--- start of Supplied passage ---

So Polakite, I will give up my mythical Olympic benefit if you will pay my real tax increases to pay for them. Deal?
Fiat lux
08-02-2010
Expo 86 cost me $5,000 and I
Expo 86 cost me $5,000 and I haven't been near the damn thing. All businesses in the interior have lost and many went bellyup, because it killed tourism, nobody came in 6 summer months and the locals wen to Vancouver to see the show and spen their dough.
Dictatorships need spectaculars, democracies can't afford them, because they have to look after their own people.
I mean real democracies, not these phony dictatorships by elections, who can do anything they want for 4 or whatever years.
Ed Deak.
bfearn
08-02-2010
Polakite...
you don't get it!! It is not the job of citizens in a democracy to support bloated and wasteful government spending, even if it is inevitable. If you were a compassionate citizen you would realize that these games will only benefit the haves. Good governments spend taxes on real needs not games.
It is just sad that so many in BC do not realize what democracy really is or how to ensure its existence.
alive
08-02-2010
never-ending
I doubt that these Olympics will be the last spectacular boondogle infested on us citizens.
As long as there is a dollar to be made, some asshole will promote whatever might catch the fancy of the media.
I remember sharing space in an old building downtown with the "directors" of a then one week event at the beach.

--- end of Supplied passage ---
--- start of Extracted records ---

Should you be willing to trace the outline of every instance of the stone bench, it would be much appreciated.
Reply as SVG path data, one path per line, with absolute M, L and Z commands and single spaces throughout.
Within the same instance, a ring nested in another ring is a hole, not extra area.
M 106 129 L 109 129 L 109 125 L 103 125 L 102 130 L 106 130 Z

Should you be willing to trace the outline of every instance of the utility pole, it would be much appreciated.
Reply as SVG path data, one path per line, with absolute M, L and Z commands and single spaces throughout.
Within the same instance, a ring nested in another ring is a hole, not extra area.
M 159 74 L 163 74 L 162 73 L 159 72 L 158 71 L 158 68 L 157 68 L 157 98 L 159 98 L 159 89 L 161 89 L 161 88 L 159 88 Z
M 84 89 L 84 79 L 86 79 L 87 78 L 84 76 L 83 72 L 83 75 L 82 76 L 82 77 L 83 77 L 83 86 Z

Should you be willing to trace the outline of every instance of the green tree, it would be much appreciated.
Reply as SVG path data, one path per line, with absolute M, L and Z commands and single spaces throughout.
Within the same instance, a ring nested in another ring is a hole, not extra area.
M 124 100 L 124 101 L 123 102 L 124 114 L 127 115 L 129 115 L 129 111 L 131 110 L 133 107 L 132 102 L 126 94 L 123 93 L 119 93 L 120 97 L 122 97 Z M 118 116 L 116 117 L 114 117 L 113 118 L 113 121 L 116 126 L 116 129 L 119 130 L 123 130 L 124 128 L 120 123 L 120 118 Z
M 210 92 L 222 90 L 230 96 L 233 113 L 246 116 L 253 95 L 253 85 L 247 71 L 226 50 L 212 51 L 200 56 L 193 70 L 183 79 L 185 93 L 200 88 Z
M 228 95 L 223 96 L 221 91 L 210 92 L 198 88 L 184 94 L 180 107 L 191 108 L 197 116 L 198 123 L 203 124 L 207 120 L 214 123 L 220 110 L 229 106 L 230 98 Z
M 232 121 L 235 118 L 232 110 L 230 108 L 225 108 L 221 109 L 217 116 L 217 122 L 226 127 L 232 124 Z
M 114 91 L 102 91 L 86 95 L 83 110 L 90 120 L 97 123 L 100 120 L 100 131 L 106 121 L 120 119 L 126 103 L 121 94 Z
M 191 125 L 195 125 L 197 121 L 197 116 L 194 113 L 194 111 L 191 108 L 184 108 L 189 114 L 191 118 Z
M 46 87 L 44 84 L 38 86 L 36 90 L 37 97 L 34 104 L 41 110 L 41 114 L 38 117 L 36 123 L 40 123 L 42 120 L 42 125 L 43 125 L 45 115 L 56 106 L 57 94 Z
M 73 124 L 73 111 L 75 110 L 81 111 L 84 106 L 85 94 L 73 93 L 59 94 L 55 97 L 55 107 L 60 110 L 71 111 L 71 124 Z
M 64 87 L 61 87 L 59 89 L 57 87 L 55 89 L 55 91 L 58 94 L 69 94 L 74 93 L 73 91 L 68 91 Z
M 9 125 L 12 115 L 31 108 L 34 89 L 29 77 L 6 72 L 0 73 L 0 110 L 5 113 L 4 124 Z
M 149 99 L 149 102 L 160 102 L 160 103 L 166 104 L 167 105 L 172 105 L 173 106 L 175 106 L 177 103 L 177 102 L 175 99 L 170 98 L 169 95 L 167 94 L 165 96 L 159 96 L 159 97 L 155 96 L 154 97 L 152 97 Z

--- end of Extracted records ---

Instruction 1
Answer from the Olympics comments.
(a) How much did Expo 86 cost the writer who signs as Ed Deak?
(b) According to bfearn, who will benefit from these games?
(c) What kind of event did the "directors" in the final comment run?
Instruction 2
Translate this sentence from the Olympics comments into Spanish: "Dictatorships need spectaculars, democracies can't afford them, because they have to look after their own people."
Instruction 3
Carry the Olympics comments on past their last sentence.
The listing has no connection to the Olympics comments.

Result 1
(a) $5,000.
(b) Only the haves.
(c) A then one-week event at the beach.

Result 2
Las dictaduras necesitan espectáculos; las democracias no pueden permitírselos, porque tienen que cuidar de su propia gente.

Result 3
I found it hard to believe, but those people had full-time jobs with all the perks, by "managing" that one event!
People are gullible: make an event where they can guzzle beer at the beach, and they will support you.
make_up_another...
08-02-2010
This Time It's Different!
The average home price is sitting somewhere around 700k, yet we are still in a recession, but don't you dare talk about a bubble! Not to mention the mounds of debt being generated around the Olympics.
Somehow we're supposed to believe that this can be sustained, because Canada is somehow different from the US, UK and Australia, who all tried the housing bubble trick and crashed and burned.
Slowly, slowly, bankruptcy by bankruptcy, we will be forced to admit that the world economy is held up with spit and duct tape. No, wait, cancel the duct tape, that's an insult to duct tape.
Dr Alexander
08-02-2010
Don't worry Polakite
The Games are ruining themselves.
All the critics and "spoil sports" are barely making a dent on the image of the Olympic Games. Besides, it is their right to complain as they are paying for it as much as any cheerleader is.
At any rate, the inconvenience, the budget overruns, the security, the Fortress-Intrawest b.s. and the so-called "anti-ambush marketing" exploits of VANOC and the IOC are doing to the Games more than what a whole army of Chris Shaws could possibly ever dream of doing.
It will be an interesting exercise to see how the games actually turn out for us here in Vancouver, and how they are being broadcast.
Alice
08-02-2010
Super Spectacles
I certainly hope you're right about this being the last spectacle. Enough already! Can't we just let growth happen (or not) at its own pace. Why do we always have to push it til it goes over the cliff?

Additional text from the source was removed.